• [JOB A]
Find every line in the records that contains the string "icon", treating uppercase and lowercase as different, and copy each of those lines.

• [TEXT PROVIDED]
McClatchy has
just announced the loss of still more jobs in newsrooms and newspapers across the company, only a few months after the first widespread layoffs in our history. Some announcements were made today and others will be finalized shortly.
FTEs Employees representing about 1,150 full time jobs are involved.
We believed the painful cuts made earlier would see us through the sharp revenue declines we’re experiencing, but conditions continued to get worse.
It can be hard to keep the faith through times like these. Nobody suffers as much as people who lose their jobs, of course, but those who remain at work suffer too. Staffers are working harder, with fewer colleagues and less certainty. Pay has been frozen for a year. There are worries about whether the company has a plan to get through this transition and regain a stable footing. Are people making a mistake for sticking with us?
For those of us who love being in the news business – in other words, nearly all of us at McClatchy – such doubts are especially troubling. Will journalists be equipped to do the job our communities depend on us to do? Can we retain the critical core of talented employees upon whom success rests, and provide them the tools they need?
We can. As the national economic news plainly demonstrates, it's impossible to know when the economic tide will turn, but we know it will. We will keep the company safe until then, because despite these painful decisions, that is the foundation of security for all of us, and the only way to ensure we can sustain our mission.
Upon that foundation we are building a new structure that reflects the realities of today's media environment. A great deal of impressive change has already occurred, though it has been masked and obscured by the pall of the revenue declines. We truly are reinventing what kind of enterprise we are, transforming a newspaper company into a hybrid, multimedia information source. I want to outline some of the key components here, and to be as frank about our plans as I legally and prudently can be.
William Gibson observed, “The future has already arrived; it’s just not evenly distributed yet.” If you look closely across the broad range of McClatchy papers, you can see the outlines of our restructured future already taking shape. We will be smaller, more efficient and more sophisticated. Like most other American companies, we will concentrate resources on our core functions – in our case, providing information and selling advertising. We can do so across a broader range of platforms than anybody else in our communities, and growing audiences attest to our success there.
Even something as traditional as printing papers can often be done cheaper and better outside the core newspaper. As you know, we will shortly be printing
The Modesto Bee in Sacramento, and have contracted to print Boise and Bellingham at non-McClatchy printers in the Northwest.
In other regions, we are finding ways to cooperate with other newspapers to share costs and hold down expenses.
The Miami Herald in now delivering the South Florida
Sun-Sentinel in Miami-Dade county, and that newspaper delivers the
Herald to the north. Miami’s newsroom is testing a content sharing plan with former rivals in the region. Many other such opportunities are possible, and while we can't talk about them all in advance, you can be sure we are looking for them actively all over the country.
You will have noticed that we're selling real estate, our share of a newsprint company and other assets that aren't central to the mission. Knight Ridder sold a very valuable Miami parking lot, and we are working to close that deal. Smaller parcels elsewhere are being marketed; we sold the Knight Ridder jet a long time time ago, and have likewise sold our plane.

Dataset items
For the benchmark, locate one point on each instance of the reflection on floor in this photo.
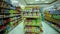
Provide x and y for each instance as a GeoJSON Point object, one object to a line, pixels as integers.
{"type": "Point", "coordinates": [46, 29]}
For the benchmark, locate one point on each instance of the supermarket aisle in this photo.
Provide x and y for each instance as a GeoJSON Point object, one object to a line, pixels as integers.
{"type": "Point", "coordinates": [47, 29]}
{"type": "Point", "coordinates": [18, 29]}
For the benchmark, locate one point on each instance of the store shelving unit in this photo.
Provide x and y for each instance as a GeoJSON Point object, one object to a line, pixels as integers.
{"type": "Point", "coordinates": [52, 20]}
{"type": "Point", "coordinates": [9, 16]}
{"type": "Point", "coordinates": [32, 22]}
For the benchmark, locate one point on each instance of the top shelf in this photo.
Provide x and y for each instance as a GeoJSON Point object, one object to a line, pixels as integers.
{"type": "Point", "coordinates": [7, 3]}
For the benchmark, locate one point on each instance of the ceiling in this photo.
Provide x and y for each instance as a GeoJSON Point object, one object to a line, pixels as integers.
{"type": "Point", "coordinates": [43, 3]}
{"type": "Point", "coordinates": [38, 2]}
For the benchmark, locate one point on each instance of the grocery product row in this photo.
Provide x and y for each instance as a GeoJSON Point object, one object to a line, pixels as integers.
{"type": "Point", "coordinates": [32, 22]}
{"type": "Point", "coordinates": [10, 17]}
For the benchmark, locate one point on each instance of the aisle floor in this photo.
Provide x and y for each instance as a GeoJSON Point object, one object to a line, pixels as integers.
{"type": "Point", "coordinates": [46, 29]}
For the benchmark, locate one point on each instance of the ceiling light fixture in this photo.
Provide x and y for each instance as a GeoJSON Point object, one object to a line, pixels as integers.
{"type": "Point", "coordinates": [42, 0]}
{"type": "Point", "coordinates": [46, 2]}
{"type": "Point", "coordinates": [36, 0]}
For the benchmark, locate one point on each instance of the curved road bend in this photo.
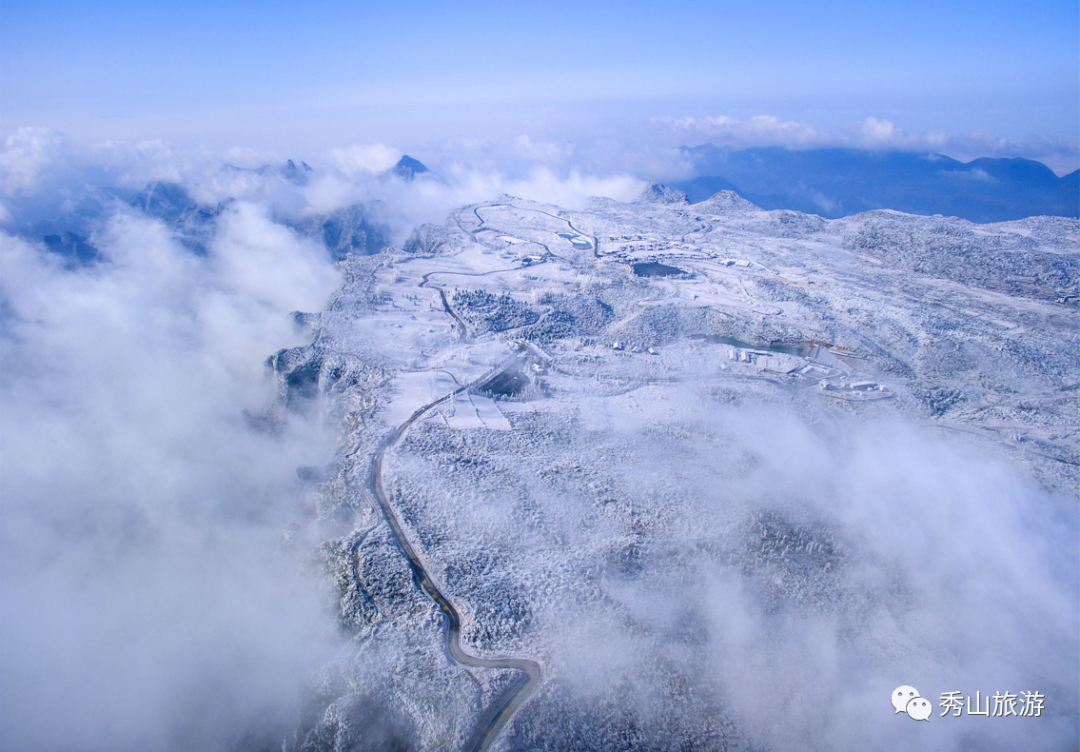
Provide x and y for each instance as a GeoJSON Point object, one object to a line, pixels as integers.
{"type": "Point", "coordinates": [462, 330]}
{"type": "Point", "coordinates": [497, 716]}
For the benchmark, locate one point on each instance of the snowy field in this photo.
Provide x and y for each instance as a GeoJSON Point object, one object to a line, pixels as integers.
{"type": "Point", "coordinates": [711, 465]}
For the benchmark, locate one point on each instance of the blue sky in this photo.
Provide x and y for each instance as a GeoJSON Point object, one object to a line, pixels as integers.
{"type": "Point", "coordinates": [274, 75]}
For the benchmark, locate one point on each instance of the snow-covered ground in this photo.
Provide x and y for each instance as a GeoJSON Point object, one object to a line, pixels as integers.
{"type": "Point", "coordinates": [729, 501]}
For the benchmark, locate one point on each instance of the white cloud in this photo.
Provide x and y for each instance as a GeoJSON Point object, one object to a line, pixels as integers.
{"type": "Point", "coordinates": [356, 159]}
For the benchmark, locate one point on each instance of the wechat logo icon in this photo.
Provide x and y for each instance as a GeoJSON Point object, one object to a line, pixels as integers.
{"type": "Point", "coordinates": [906, 699]}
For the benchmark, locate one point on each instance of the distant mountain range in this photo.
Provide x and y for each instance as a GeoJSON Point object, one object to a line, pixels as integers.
{"type": "Point", "coordinates": [835, 183]}
{"type": "Point", "coordinates": [354, 229]}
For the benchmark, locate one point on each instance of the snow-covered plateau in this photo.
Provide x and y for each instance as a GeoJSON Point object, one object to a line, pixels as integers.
{"type": "Point", "coordinates": [728, 477]}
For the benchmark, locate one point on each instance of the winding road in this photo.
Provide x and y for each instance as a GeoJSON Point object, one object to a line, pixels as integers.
{"type": "Point", "coordinates": [498, 714]}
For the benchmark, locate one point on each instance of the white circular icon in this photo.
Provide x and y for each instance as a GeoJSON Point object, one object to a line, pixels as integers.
{"type": "Point", "coordinates": [920, 708]}
{"type": "Point", "coordinates": [901, 696]}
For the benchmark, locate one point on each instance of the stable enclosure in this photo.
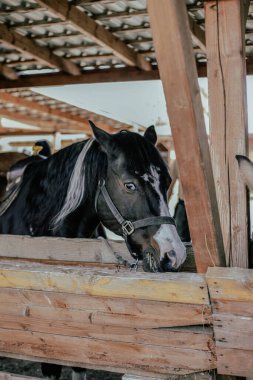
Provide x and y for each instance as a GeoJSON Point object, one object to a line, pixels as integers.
{"type": "Point", "coordinates": [76, 302]}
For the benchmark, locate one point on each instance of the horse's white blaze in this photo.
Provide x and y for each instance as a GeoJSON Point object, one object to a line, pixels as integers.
{"type": "Point", "coordinates": [166, 237]}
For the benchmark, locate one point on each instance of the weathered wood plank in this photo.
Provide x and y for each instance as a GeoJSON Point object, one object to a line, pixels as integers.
{"type": "Point", "coordinates": [196, 338]}
{"type": "Point", "coordinates": [73, 251]}
{"type": "Point", "coordinates": [232, 307]}
{"type": "Point", "coordinates": [86, 25]}
{"type": "Point", "coordinates": [230, 284]}
{"type": "Point", "coordinates": [228, 120]}
{"type": "Point", "coordinates": [169, 287]}
{"type": "Point", "coordinates": [114, 312]}
{"type": "Point", "coordinates": [232, 301]}
{"type": "Point", "coordinates": [234, 362]}
{"type": "Point", "coordinates": [177, 69]}
{"type": "Point", "coordinates": [68, 250]}
{"type": "Point", "coordinates": [40, 53]}
{"type": "Point", "coordinates": [233, 332]}
{"type": "Point", "coordinates": [89, 352]}
{"type": "Point", "coordinates": [196, 376]}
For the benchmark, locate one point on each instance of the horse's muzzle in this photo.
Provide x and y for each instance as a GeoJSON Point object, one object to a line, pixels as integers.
{"type": "Point", "coordinates": [152, 262]}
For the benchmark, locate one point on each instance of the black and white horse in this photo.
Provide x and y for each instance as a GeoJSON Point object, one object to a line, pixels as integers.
{"type": "Point", "coordinates": [119, 180]}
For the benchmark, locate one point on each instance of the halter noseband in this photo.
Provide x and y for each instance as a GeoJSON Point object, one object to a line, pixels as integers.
{"type": "Point", "coordinates": [127, 226]}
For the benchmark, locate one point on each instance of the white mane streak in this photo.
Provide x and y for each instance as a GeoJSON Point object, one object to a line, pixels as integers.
{"type": "Point", "coordinates": [75, 190]}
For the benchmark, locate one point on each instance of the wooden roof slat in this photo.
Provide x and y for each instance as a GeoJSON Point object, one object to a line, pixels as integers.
{"type": "Point", "coordinates": [43, 54]}
{"type": "Point", "coordinates": [66, 11]}
{"type": "Point", "coordinates": [8, 72]}
{"type": "Point", "coordinates": [30, 120]}
{"type": "Point", "coordinates": [19, 9]}
{"type": "Point", "coordinates": [18, 101]}
{"type": "Point", "coordinates": [177, 68]}
{"type": "Point", "coordinates": [119, 15]}
{"type": "Point", "coordinates": [125, 74]}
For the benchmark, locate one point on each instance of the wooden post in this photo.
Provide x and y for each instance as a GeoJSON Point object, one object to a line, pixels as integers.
{"type": "Point", "coordinates": [226, 70]}
{"type": "Point", "coordinates": [178, 73]}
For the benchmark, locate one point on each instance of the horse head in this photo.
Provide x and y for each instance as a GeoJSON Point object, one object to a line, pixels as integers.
{"type": "Point", "coordinates": [131, 200]}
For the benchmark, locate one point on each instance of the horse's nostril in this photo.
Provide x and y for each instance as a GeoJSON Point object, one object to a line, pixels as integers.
{"type": "Point", "coordinates": [169, 261]}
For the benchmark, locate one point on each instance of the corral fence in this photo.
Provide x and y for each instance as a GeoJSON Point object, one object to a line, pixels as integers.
{"type": "Point", "coordinates": [88, 309]}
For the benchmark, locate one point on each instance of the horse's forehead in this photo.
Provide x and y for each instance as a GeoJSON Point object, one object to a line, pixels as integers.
{"type": "Point", "coordinates": [152, 175]}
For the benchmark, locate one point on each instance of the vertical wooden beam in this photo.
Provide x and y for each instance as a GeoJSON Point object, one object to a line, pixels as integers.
{"type": "Point", "coordinates": [226, 70]}
{"type": "Point", "coordinates": [177, 67]}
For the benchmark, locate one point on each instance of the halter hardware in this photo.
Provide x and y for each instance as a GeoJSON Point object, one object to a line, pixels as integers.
{"type": "Point", "coordinates": [127, 226]}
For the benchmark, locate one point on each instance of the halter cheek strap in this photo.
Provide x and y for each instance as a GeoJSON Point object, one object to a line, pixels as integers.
{"type": "Point", "coordinates": [128, 227]}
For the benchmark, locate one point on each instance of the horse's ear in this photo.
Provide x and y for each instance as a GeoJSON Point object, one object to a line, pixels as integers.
{"type": "Point", "coordinates": [246, 170]}
{"type": "Point", "coordinates": [150, 134]}
{"type": "Point", "coordinates": [104, 138]}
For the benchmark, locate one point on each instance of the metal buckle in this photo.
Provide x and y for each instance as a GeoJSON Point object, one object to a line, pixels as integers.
{"type": "Point", "coordinates": [127, 227]}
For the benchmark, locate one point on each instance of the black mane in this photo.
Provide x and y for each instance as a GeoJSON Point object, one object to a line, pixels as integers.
{"type": "Point", "coordinates": [45, 184]}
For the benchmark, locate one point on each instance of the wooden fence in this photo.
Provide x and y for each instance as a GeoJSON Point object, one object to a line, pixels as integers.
{"type": "Point", "coordinates": [108, 317]}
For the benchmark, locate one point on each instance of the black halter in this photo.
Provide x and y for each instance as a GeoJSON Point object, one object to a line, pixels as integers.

• [JOB B]
Pick up the text about McClatchy's job cuts after its last sentence and keep writing it.

• [TASK RESPONSE A]
For the benchmark, locate one point on each instance of the wechat logo icon in this photo.
For the benchmark, locate one point on each instance of the white circular icon in this photo.

• [TASK RESPONSE B]
All of this helps pay down the debt we undertook in buying Knight Ridder. Reducing that burden – particularly some bank loans amounting to about a billion dollars – is the single most important thing we can do to ensure stability. Until revenues bottom out and begin to improve, the pressure to pay down debt is significant.
You can also see new ways of doing business emerging at various newspapers; as these new practices prove out, you can expect to see them adopted more widely. We know not every newspaper or market is the same, so we won't look for pure cookie-cutter solutions, but we will move emphatically to embrace operations that make sense. In Charlotte and Raleigh, several newsroom departments have been merged. When Raleigh gets the technology to do so around the first of the year, page and perhaps even section production duties can be shared, and we look to extend that as quickly as possible amongst our Carolina newspapers. These moves will allow the papers to devote more of their resources to unique local coverage while common jobs are done once instead of many times.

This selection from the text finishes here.